## Task brief
The records below are to be quoted in full; please keep every word exact.
= = = =
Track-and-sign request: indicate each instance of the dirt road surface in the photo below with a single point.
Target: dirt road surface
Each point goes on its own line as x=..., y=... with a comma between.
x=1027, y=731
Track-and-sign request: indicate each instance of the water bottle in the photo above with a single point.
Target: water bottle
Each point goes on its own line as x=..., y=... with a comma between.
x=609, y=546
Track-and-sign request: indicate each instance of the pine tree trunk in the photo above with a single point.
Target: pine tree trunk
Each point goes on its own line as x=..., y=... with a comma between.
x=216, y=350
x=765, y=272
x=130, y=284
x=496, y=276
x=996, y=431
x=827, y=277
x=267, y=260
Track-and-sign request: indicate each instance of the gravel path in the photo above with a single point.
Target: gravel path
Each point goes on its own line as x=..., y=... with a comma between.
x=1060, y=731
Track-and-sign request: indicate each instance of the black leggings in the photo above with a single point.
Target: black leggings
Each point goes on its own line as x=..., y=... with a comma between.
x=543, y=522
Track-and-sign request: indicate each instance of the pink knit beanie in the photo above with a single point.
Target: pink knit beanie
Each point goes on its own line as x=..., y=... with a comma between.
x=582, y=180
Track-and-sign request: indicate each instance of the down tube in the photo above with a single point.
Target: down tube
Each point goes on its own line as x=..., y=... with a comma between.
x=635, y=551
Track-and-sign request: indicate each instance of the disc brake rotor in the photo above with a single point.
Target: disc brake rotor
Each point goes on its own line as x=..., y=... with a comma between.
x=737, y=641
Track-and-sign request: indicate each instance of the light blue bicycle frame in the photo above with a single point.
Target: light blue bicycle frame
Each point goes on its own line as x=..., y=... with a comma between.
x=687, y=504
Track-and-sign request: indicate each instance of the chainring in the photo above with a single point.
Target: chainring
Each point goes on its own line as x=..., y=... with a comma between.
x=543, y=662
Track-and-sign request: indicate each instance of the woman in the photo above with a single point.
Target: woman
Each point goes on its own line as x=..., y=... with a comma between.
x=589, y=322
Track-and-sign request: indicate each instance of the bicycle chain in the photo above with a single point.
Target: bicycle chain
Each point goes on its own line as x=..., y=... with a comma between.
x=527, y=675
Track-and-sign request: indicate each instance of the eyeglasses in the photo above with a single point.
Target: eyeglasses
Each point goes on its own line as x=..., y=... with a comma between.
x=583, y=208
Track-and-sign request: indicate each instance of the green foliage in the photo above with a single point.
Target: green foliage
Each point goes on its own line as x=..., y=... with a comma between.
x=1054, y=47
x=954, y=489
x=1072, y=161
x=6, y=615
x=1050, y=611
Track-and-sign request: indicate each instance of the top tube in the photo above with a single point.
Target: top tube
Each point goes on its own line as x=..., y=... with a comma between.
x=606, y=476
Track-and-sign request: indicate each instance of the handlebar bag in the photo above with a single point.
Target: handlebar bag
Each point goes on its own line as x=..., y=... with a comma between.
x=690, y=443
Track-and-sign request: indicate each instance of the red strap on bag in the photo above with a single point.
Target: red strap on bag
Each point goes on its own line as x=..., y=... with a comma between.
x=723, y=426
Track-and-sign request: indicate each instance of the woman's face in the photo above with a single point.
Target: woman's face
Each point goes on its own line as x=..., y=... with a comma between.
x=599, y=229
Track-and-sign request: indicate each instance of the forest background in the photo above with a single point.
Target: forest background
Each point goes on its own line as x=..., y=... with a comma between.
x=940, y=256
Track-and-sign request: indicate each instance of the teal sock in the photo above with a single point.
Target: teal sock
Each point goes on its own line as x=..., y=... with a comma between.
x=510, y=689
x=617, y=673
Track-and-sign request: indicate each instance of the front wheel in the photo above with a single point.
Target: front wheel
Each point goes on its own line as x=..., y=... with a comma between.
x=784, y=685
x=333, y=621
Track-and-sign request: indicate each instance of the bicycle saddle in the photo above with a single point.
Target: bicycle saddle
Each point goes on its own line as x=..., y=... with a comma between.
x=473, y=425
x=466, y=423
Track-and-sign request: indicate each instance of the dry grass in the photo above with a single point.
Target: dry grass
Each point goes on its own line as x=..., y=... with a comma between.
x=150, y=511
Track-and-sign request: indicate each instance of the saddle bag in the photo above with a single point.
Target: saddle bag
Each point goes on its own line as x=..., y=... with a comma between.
= = = =
## The solution
Track-and-sign request: indicate each instance of the dirt road surface in the photo below with a single point.
Target: dirt road surface
Each point goes on its own line as x=..., y=... with a comma between.
x=1027, y=731
Track-and-sign request: indicate each instance of the water bottle in the photo above with a single point.
Target: water bottle
Each point goes on its own line as x=..., y=... with a comma between.
x=609, y=546
Track-and-sign request: indicate each instance of the pine tree trunk in the photo above with a single point.
Target: pine tree trunk
Each point goes on its own line as x=..., y=... with a comma between.
x=216, y=350
x=765, y=272
x=130, y=284
x=496, y=276
x=996, y=431
x=827, y=277
x=267, y=260
Track-and-sign request: indicate each instance of the gravel path in the photo above with a single point.
Target: gravel path
Each point goes on its own line as x=..., y=... with a comma between.
x=1060, y=731
Track-and-sign request: indicate each instance of the black leggings in the photo above with a single point.
Target: black leggings
Each point goes on its own line as x=..., y=... with a comma between.
x=543, y=522
Track-and-sign request: indicate each instance of the pink knit beanie in the photo above with a single point.
Target: pink knit beanie
Each point goes on its own line as x=..., y=... with a comma between.
x=582, y=180
Track-and-sign request: indicate each instance of the down tube in the photo above with a single point.
Target: down tube
Each point goes on its own line as x=..., y=... with a comma between.
x=635, y=551
Track-and-sign request: indicate each instance of the disc brake rotor in the photo above with a single point.
Target: disc brake rotor
Each point goes on its own line as x=..., y=... with a comma between.
x=737, y=641
Track-and-sign request: indicate each instance of the light blue bicycle frame in the photo above with a single point.
Target: light blue bicycle frame
Each point goes on its own line as x=..., y=... with a comma between.
x=687, y=504
Track-and-sign request: indicate each instance of the chainring in the photo above with a single point.
Target: chainring
Each point goes on its own line as x=..., y=... with a comma between.
x=543, y=662
Track-and-sign request: indicate each instance of the woman in the photo above with a single point.
Target: woman
Each point goes on its own line as x=..., y=... with a comma between.
x=589, y=322
Track-and-sign request: indicate each instance of the bicycle chain in the photo above with a single point.
Target: bicycle chain
Each point goes on its own line as x=..., y=... with a comma between.
x=527, y=675
Track-and-sign request: indicate each instance of the eyeglasses in the photo above with a single point.
Target: eyeglasses
Each point goes on its own line as x=..., y=... with a comma between.
x=583, y=208
Track-and-sign request: indicate each instance of the green foliage in the photo above with a single point.
Target: green foliage
Each point goes on its own line as x=..., y=... with a comma between.
x=1054, y=47
x=954, y=489
x=1072, y=161
x=6, y=615
x=1050, y=611
Track-and-sign request: indicate each instance of the top tube in the photo above with a single point.
Target: top tube
Each point goes on its own line as x=..., y=... with a comma between.
x=606, y=476
Track-and-sign request: indicate each instance of the handlebar bag in the photo above with a single point.
Target: handlebar bag
Each point goes on its own line as x=..., y=... with a comma between.
x=690, y=443
Track-and-sign request: indicate each instance of the red strap on bag in the photo above with a single point.
Target: red strap on bag
Each point goes on its own line as x=..., y=... with a comma between.
x=723, y=426
Track-and-sign request: indicate each instance of the woman's face in the photo above with a single point.
Target: woman's face
Each point goes on its own line as x=..., y=... with a comma between.
x=599, y=229
Track-and-sign request: indicate each instance of the forest background in the photo above with a single point.
Target: forest background
Each point goes on its own line as x=..., y=... with a comma between.
x=940, y=256
Track-and-sign request: indicate each instance of the teal sock in the photo above with a single point.
Target: teal sock
Each point goes on its own line as x=..., y=... with a comma between.
x=510, y=689
x=617, y=673
Track-and-sign request: indicate each instance of the front wheel in the photo above with a single point.
Target: front wheel
Each point goes on its own line as x=..., y=... with a comma between.
x=784, y=685
x=333, y=621
Track-and-sign request: indicate each instance of the bicycle saddle in the photo above with a single point.
Target: bicycle saddle
Each point goes on its own line as x=..., y=... with a comma between.
x=473, y=425
x=466, y=423
Track-and-sign request: indicate each instance of the dry grass in the photo above with a single point.
Target: dry grass
Each point goes on its own line as x=..., y=... with a comma between.
x=150, y=511
Track-and-sign request: indicate each instance of the saddle bag in the photo above with a single point.
Target: saddle bag
Each point goes on its own line as x=..., y=... with a comma between.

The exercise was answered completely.